__Text__:
In a study by researchers from the University Clinics for Child and Adolescent Psychiatry, at the University of Zurich, decision making processes- not learning ability- were the focus for determining whether kids with ADHD had more difficulty than others when making choices that would benefit them in the long term.
“We were able to demonstrate that young people with ADHD do not inherently have difficulties in learning new information; instead, they evidently use less differentiated learning patterns, which is presumably why sub-optimal decisions are often made,” says first author Tobias Hauser.
“Less differentiated learning patterns” (Hauser et al., 2015) can be understood as cognitive processing during which an individual is less apt to discern between reliable and unreliable sources, or less likely to synthesize new information with existing information in order to apply it to current situations. The good news is that learning new information is not the problem- applying it to making better choices is where the difficulty lies.
These types of studies are beneficial because they can inform educators about how best to teach students to build decision making skills, and it lets educators know that the process of making decisions must be taught directly. Again it is not that these particular students cannot learn to make sound decisions- it is simply that they need scaffolding to be able to consider the outcomes of the different choices they might make.
This could be as simple as keeping a note card which reads what when where why who, which will lead students through the thought process of each term, to consider what will change, who will this affect, and why it might be a good or bad decision. In addition, having a trusted person to call or meet with to get feedback on the implications of making certain choices is important when faced with a big life decision that should not be made impulsively. There are also apps like Best Decision or Choicemap (better for older teens or young adults) which lead the decision maker through a thinking process and then uses an algorithm to rate the better long-term choices using a set of criteria that are important to the user, such as safety, potential fun, time constraints, etc.
Being able to stop and think before acting, evaluate the merits and pitfalls of decisions before they are made and after, and taking responsibility for ones actions, are all skills that must be taught, practiced and supported in a safe and forgiving environment for any student – but especially for those diagnosed with ADHD.
Sources and for further reading:
“About Good Decision-making.” KidsMatter. Web. 10 Oct. 2016.
Butler, Alia. “ADHD and Decision Making Capacity”. Livestrong.com. Web. 10 Oct. 2016
Hauser, Tobias U., Reto Iannaccone, Juliane Ball, Christoph Mathys, Daniel Brandeis, Susanne Walitza, and Silvia Brem. “Role of the Medial Prefrontal Cortex in Impaired Decision Making in Juvenile Attention-Deficit/Hyperactivity Disorder.” JAMA Psychiatry 71.10 (2014): 1165. Print.

__Exercise data__:

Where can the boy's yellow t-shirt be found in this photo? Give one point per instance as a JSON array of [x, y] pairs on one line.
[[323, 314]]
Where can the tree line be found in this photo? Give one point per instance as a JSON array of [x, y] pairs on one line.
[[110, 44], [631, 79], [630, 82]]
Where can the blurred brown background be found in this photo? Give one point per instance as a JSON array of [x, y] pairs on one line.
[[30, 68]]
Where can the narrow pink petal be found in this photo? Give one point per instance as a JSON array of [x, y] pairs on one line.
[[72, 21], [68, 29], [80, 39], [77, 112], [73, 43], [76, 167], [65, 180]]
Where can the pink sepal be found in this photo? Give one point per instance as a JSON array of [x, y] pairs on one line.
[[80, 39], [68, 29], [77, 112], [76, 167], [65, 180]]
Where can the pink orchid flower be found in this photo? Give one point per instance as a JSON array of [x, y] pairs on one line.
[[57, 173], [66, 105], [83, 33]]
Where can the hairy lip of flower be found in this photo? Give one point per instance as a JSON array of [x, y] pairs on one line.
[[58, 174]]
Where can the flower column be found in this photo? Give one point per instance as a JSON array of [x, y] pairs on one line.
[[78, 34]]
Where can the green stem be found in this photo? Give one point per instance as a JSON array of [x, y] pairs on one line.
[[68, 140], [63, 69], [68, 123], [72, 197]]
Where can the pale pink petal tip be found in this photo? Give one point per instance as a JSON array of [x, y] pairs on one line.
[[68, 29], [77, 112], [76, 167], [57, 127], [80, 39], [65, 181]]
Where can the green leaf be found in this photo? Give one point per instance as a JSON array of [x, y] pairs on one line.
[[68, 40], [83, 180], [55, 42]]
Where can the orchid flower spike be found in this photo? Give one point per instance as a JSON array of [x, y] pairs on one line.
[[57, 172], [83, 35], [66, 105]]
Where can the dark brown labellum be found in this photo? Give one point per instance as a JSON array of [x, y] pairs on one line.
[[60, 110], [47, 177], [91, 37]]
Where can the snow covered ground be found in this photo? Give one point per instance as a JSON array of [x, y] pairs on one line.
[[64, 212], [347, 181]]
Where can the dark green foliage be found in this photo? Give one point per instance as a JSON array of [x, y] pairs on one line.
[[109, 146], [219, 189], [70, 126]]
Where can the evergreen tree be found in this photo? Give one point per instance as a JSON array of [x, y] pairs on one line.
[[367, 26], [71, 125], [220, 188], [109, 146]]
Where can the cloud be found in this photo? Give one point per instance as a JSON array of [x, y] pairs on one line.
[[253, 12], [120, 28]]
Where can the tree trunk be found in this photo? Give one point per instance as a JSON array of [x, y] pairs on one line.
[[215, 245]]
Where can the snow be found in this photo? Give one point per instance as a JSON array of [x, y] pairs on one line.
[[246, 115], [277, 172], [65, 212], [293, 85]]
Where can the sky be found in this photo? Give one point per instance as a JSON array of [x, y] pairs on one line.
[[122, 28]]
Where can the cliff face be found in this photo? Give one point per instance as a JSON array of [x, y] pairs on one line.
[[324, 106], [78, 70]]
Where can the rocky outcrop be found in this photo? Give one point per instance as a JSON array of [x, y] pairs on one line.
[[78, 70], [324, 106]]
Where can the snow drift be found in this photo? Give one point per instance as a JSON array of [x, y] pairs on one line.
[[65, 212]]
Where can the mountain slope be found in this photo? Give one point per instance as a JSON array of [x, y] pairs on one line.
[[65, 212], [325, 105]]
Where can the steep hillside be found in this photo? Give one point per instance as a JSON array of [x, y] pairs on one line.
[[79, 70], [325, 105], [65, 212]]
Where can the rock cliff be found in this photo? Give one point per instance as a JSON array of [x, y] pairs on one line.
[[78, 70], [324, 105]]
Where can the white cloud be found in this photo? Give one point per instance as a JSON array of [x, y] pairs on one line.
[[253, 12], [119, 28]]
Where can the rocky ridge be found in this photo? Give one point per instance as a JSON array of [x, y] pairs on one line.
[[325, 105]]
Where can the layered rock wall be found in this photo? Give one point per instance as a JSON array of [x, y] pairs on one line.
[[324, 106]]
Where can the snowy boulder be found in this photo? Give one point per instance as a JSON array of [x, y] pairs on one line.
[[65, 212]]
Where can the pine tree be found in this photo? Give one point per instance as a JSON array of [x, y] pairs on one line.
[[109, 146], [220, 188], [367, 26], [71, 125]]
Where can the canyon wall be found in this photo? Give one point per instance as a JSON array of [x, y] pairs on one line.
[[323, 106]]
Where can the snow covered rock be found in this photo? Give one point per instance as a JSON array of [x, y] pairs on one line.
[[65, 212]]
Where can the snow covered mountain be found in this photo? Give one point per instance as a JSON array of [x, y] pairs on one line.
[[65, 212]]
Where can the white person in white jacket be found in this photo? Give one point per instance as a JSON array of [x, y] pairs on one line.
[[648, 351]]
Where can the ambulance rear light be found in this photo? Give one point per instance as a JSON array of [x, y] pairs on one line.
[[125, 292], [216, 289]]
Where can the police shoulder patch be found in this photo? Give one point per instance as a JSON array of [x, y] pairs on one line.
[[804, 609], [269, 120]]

__Complete the following__:
a: According to the ADHD text, why are studies like the Zurich one useful to educators? Answer in one to three sentences.
b: Repeat word for word the stretch of the ADHD text from "These types of" through "they might make.".
c: Summarize the ADHD text in two sentences.
Rely only on the ADHD text.

__Answer list__:
a: These studies can show educators how best to teach students to build decision-making skills. They also make clear that the process of making decisions must be taught directly.

b:
These types of studies are beneficial because they can inform educators about how best to teach students to build decision making skills, and it lets educators know that the process of making decisions must be taught directly. Again it is not that these particular students cannot learn to make sound decisions- it is simply that they need scaffolding to be able to consider the outcomes of the different choices they might make.

c: A University of Zurich study found that young people with ADHD have no inherent difficulty learning new information; instead, they use less differentiated learning patterns, which presumably leads to sub-optimal decisions. These students therefore need direct teaching and scaffolding in decision making, such as a note card of prompts, a trusted person to consult, or decision apps, practiced in a safe and forgiving environment.